*REQUIRED WORK*.
List every line in the items below that contains the string "region", treating uppercase and lowercase letters as distinct.

○ ○ ○ ○ ○

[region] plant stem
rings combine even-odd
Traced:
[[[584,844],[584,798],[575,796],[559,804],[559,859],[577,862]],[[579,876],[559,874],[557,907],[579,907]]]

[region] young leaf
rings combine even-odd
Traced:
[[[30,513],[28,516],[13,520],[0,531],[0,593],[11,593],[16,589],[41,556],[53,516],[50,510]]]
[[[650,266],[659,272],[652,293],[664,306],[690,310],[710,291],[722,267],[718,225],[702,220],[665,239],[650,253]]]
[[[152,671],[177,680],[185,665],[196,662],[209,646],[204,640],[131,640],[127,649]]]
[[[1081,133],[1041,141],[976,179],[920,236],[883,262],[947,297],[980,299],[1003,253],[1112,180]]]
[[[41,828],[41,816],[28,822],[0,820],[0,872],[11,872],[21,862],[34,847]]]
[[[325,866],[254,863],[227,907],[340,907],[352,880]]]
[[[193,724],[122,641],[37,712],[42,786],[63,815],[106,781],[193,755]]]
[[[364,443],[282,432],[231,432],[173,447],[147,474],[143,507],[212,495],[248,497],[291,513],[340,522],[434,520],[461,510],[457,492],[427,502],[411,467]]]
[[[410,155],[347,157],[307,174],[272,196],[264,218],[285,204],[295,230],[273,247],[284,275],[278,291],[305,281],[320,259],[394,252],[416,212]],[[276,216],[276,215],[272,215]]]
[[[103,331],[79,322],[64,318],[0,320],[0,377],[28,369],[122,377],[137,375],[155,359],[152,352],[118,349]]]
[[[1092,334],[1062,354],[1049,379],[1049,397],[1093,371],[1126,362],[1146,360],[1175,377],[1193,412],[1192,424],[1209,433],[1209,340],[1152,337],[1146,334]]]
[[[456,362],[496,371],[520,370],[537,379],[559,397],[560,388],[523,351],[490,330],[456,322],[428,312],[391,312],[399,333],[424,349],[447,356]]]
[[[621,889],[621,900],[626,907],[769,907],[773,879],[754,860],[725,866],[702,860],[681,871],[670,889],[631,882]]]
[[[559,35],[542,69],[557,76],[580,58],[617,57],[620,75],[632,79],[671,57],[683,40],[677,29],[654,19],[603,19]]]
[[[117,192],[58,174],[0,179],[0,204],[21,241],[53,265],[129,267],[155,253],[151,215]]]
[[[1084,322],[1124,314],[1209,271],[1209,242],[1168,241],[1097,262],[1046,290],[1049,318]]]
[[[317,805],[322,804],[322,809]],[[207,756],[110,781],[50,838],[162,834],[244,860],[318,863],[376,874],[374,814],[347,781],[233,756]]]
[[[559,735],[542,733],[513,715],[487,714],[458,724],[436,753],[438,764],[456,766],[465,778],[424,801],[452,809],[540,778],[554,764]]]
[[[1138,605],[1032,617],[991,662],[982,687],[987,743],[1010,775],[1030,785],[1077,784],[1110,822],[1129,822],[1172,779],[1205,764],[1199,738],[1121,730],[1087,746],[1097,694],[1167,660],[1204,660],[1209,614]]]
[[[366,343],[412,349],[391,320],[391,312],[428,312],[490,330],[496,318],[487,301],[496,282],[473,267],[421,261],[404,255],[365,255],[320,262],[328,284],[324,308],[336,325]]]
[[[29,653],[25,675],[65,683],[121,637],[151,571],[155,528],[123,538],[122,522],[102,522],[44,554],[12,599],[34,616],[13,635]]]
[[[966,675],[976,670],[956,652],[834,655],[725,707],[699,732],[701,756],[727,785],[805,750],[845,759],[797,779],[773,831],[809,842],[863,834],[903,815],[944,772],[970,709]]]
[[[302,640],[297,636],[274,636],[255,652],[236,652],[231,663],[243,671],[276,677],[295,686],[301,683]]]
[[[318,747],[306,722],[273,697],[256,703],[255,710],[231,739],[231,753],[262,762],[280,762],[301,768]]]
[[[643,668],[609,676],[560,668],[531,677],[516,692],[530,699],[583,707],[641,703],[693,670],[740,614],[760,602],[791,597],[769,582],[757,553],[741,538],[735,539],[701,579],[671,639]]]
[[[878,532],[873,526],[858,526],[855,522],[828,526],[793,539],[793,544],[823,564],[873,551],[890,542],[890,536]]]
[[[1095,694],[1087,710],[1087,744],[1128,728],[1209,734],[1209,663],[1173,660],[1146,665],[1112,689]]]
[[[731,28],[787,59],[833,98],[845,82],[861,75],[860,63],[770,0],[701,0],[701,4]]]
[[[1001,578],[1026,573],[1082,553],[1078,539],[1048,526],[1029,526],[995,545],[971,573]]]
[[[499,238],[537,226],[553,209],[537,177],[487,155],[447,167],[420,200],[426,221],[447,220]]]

○ ○ ○ ○ ○

*EXERCISE ANSWER*.
[region] plant stem
[region] young leaf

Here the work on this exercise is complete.